→ SET TASK 1:
In the court order below, who is appointed to serve as Special Master?

Postby admin » Sat Sep 17, 2022 2:40 am

Order Denying Motion for Partial Stay Pending Appeal
by Judge Aileen M. Cannon, U.S. District Judge
Donald J. Trump, Plaintiff, v. United States of America, Defendant
September 15, 2022

UNITED STATES DISTRICT COURT
SOUTHERN DISTRICT OF FLORIDA
WEST PALM BEACH DIVISION

CASE NO. 22-81294-CIV-CANNON

DONALD J. TRUMP,
Plaintiff,
v.
UNITED STATES OF AMERICA,
Defendant.

ORDER DENYING MOTION FOR PARTIAL STAY PENDING APPEAL

THIS CAUSE comes before the Court upon the Government’s Motion for Partial Stay Pending Appeal (the “Motion”) [ECF No. 69], filed on September 8, 2022. The Court has reviewed the Motion, the Response in Opposition [ECF No. 84], the Reply [ECF No. 88], and the full record. For the reasons discussed below, the Government’s Motion [ECF No. 69] is DENIED. Further, by separate order, and by agreement of the parties as a matter of selection [ECF Nos. 83, 86], the Honorable Raymond J. Dearie, Senior United States District Judge for the Eastern District of New York, is hereby appointed to serve as Special Master in this case. As further described in that order, the Special Master is directed to prioritize review of the documents at issue in the Motion and to issue interim reports and recommendations as appropriate.

RELEVANT BACKGROUND

Plaintiff Donald J. Trump initiated this action on August 22, 2022, seeking various forms of relief in connection with the search warrant executed on his residence on August 8, 2022 [ECF No. 1]. The Court held a hearing on Plaintiff’s requests on September 1, 2022 [ECF No. 62]. Thereafter, pursuant to its equitable jurisdiction and inherent supervisory authority, and in light of the extraordinary circumstances presented, the Court granted Plaintiff’s request for the appointment of a special master and temporarily enjoined the Government from further review and use of the seized materials for criminal investigative purposes only (the “September 5 Order”) [ECF No. 64]. The September 5 Order allows the Government to “continue to review and use the materials seized for purposes of intelligence classification and national security assessments” (the “Security Assessments”) [ECF No. 64 p. 24].

→ Dataset rows:

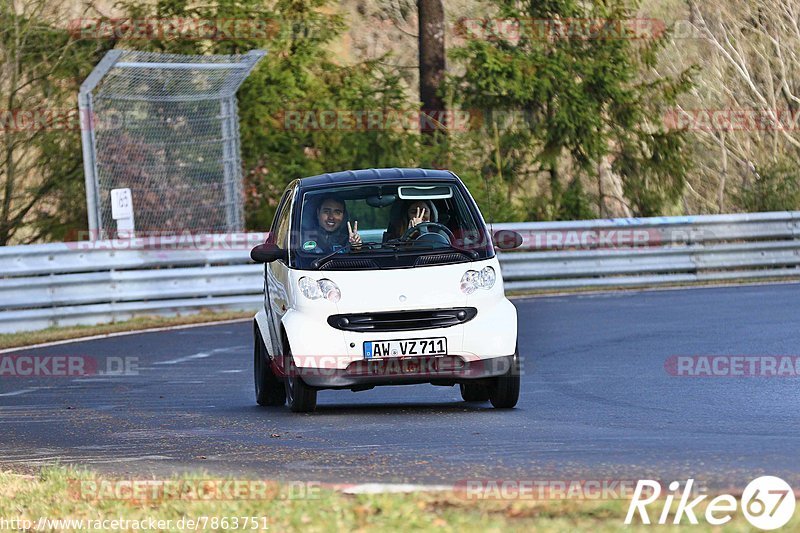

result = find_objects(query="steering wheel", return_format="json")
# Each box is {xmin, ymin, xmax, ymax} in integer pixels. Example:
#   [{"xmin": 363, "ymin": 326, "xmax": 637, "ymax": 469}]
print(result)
[{"xmin": 399, "ymin": 222, "xmax": 456, "ymax": 242}]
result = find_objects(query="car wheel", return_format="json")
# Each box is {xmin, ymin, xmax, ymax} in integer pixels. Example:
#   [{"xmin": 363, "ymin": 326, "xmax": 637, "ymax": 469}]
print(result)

→ SET TASK 2:
Turn the dataset rows above into a JSON list of strings, with one string per line and blank lines left out. Leave the pictures out of your answer.

→ ANSWER 1:
The Honorable Raymond J. Dearie, Senior United States District Judge for the Eastern District of New York.

→ ANSWER 2:
[
  "result = find_objects(query=\"steering wheel\", return_format=\"json\")",
  "# Each box is {xmin, ymin, xmax, ymax} in integer pixels. Example:",
  "#   [{\"xmin\": 363, \"ymin\": 326, \"xmax\": 637, \"ymax\": 469}]",
  "print(result)",
  "[{\"xmin\": 399, \"ymin\": 222, \"xmax\": 456, \"ymax\": 242}]",
  "result = find_objects(query=\"car wheel\", return_format=\"json\")",
  "# Each box is {xmin, ymin, xmax, ymax} in integer pixels. Example:",
  "#   [{\"xmin\": 363, \"ymin\": 326, \"xmax\": 637, \"ymax\": 469}]",
  "print(result)"
]